Exercise materials -
------------------------

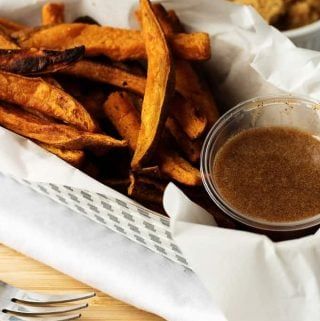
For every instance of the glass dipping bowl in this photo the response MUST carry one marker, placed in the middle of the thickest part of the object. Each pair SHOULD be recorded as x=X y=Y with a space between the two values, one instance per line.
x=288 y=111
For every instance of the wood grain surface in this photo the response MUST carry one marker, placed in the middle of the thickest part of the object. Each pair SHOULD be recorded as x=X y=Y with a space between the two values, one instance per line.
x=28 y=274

------------------------

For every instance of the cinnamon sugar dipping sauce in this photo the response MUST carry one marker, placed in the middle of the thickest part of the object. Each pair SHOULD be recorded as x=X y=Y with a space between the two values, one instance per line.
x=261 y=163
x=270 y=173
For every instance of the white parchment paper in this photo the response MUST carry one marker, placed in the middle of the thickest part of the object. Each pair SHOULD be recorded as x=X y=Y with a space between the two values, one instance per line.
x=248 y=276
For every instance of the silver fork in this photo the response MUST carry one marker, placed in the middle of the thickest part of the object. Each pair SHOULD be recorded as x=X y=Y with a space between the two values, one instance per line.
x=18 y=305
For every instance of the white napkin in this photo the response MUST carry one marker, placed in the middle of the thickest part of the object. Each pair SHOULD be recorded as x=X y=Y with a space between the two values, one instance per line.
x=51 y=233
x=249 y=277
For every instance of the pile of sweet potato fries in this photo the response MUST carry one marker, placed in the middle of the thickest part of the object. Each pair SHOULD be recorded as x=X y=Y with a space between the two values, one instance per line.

------------------------

Can you scale these entries by writing out every line again, requests included, from the line that has "For every instance of the cinnamon" through the line that has "x=249 y=277", with both of those lines included? Multiply each coordinate in the answers by 2.3 and round to a whole number, with halves rounding up.

Result for this task -
For every instance of the cinnamon sugar dipping sauce in this photo the response MUST carry one marker, placed in the middle of the thickest part of the object. Each pair SHOULD be recorded as x=X y=Y with a space between the two values, one instance per line.
x=600 y=375
x=621 y=398
For every instance of the white parchment paper in this photo the response MUST carry one marker, placed in the middle of the thickest part of the object. Each pair SHOULD be recorded as x=X y=Y with a space between the two values, one instance per line.
x=570 y=635
For every instance of the silver fork in this photo the response MUST carry one marker, placed in the middle of the thickest part of the object. Each pair SHOULD be recorded as x=X y=Y with a space between the two values, one instance per line.
x=41 y=702
For every instance of the white napkin in this photo the response MUST carry one marker, placed in the middle of the thickest part of the object. Each pair SHOULD be recorded as x=X y=Y with a space between the two values, one instance per line.
x=117 y=536
x=573 y=637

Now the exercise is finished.